* **What is required**
The task here is to set down every line of the listing exactly.

* **Data records**
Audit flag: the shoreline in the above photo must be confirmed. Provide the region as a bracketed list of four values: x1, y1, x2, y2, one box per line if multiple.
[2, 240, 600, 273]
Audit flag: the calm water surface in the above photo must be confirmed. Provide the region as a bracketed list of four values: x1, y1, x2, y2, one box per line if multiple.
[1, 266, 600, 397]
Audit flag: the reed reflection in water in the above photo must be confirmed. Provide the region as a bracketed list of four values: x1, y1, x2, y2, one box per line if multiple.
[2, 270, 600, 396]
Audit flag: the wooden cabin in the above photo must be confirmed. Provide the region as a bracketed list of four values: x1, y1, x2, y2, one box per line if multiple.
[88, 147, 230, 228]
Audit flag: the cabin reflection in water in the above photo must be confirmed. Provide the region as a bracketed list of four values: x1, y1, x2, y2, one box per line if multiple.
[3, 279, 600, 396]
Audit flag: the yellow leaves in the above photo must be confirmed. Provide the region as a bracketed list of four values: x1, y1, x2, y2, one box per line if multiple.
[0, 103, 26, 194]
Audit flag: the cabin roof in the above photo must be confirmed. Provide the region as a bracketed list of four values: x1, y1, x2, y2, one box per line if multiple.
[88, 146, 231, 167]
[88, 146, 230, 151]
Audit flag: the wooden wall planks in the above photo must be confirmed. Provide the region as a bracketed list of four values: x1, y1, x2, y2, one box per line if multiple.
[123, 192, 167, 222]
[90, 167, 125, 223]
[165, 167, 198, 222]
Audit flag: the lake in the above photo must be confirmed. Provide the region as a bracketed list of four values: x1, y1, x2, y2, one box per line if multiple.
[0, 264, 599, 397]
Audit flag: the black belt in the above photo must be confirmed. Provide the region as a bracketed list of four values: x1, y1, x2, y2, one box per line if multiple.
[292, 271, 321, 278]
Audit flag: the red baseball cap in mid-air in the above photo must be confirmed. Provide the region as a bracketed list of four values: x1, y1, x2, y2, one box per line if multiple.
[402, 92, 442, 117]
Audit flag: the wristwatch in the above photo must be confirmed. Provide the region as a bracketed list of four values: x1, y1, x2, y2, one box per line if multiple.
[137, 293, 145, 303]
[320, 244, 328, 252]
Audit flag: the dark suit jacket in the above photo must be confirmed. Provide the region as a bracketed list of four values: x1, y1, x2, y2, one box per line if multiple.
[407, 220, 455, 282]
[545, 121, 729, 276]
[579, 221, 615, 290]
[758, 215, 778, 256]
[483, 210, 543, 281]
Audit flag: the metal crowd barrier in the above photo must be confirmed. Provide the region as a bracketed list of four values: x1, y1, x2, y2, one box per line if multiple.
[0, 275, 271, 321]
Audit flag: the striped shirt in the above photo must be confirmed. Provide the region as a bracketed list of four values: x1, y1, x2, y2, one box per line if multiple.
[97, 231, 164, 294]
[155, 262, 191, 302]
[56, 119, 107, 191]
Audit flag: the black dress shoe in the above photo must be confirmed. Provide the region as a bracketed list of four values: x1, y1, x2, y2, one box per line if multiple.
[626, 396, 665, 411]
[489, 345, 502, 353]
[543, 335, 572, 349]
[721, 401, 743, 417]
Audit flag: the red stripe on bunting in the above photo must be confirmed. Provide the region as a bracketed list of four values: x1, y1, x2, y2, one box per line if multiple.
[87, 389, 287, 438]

* **Finished task**
Audit flag: the shoreline in the above photo must be confirmed. Provide the region as a bracketed list of four values: x1, y1, x2, y2, one box per line if multiple.
[2, 240, 600, 273]
Audit flag: the calm water surface in the above photo must be confirmed. Provide the region as a bracketed list of four values: x1, y1, x2, y2, one box per line if multiple.
[1, 266, 600, 397]
Audit flag: the reed reflection in water in the above photo must be confirmed. Provide the region as a bracketed list of four values: x1, y1, x2, y2, one box per line if multiple.
[2, 270, 600, 396]
Audit flag: the wooden cabin in the above photo must be confirmed. Provide the region as a bracketed list of four values: x1, y1, x2, y2, one box per line if multiple.
[88, 147, 230, 228]
Audit flag: the cabin reflection in water in the above photo must be confirmed. Provide the region as a bracketed list of four values: x1, y1, x2, y2, one box per line if multiple.
[3, 279, 600, 396]
Audit flag: the yellow leaves in the above photo must be confirmed. Provide the region as a bracketed list of four values: x1, y1, x2, y2, one box per line if multiple.
[0, 103, 26, 194]
Audit flag: the cabin roof in the above photo must be confirmed. Provide the region as a bracketed list of four values: x1, y1, x2, y2, one box per line if multiple.
[88, 146, 231, 167]
[88, 146, 230, 151]
Audit flag: the wooden wall planks in the above photo must be confirmed. Provide the region as a bracketed list of four values: x1, y1, x2, y2, one box per line if multiple.
[123, 192, 167, 222]
[90, 167, 125, 223]
[165, 167, 198, 222]
Audit flag: the lake in the above photo must be confirmed. Provide the region as a bracketed list of four values: x1, y1, x2, y2, one box per line if multiple.
[0, 264, 599, 397]
Audit flag: the black belt in the above photo must be confirmed. Provide the region as a bracketed list of four values: x1, y1, x2, y2, one box per line if multiple.
[292, 271, 321, 278]
Audit flag: the red baseball cap in mid-air in the above photo must be confirmed. Provide the region as a bracketed list of four values: x1, y1, x2, y2, one box per line if multiple.
[402, 92, 442, 117]
Audit flag: the wristwatch in the above photo must be confirmed. Provide the region as a bracketed list of four values: x1, y1, x2, y2, one box per line if multiple.
[137, 293, 145, 303]
[320, 244, 328, 252]
Audit flag: the dark suit jacket in the above photo must be confirmed. Provide the region as a bracketed list of four values: x1, y1, x2, y2, one box per line if multiple.
[407, 220, 455, 282]
[545, 121, 729, 276]
[579, 221, 615, 290]
[758, 215, 778, 256]
[483, 210, 543, 281]
Audit flag: the metal crowd barrier in the above photo must be confirmed. Provide the region as a bracketed list of four values: x1, y1, x2, y2, one box per line if multiple.
[0, 275, 271, 321]
Audit flag: the striped shirt in the above photo must be confirmed. Provide the region as a bracketed list of four values: x1, y1, x2, y2, one box per line if multiple.
[97, 231, 164, 294]
[155, 262, 191, 302]
[56, 119, 107, 191]
Audit flag: the black dress shoe in the above photo must be confirmed. Provide the region as a bracketed list of four values: x1, y1, x2, y2, one box per line if multiple.
[626, 396, 665, 411]
[489, 345, 502, 353]
[543, 335, 572, 349]
[721, 401, 743, 417]
Audit flag: the red stripe on bunting in the above photo must be confirmed. Provide the region as a bracketed list of four values: x1, y1, x2, y2, one box per line if multiple.
[87, 389, 287, 438]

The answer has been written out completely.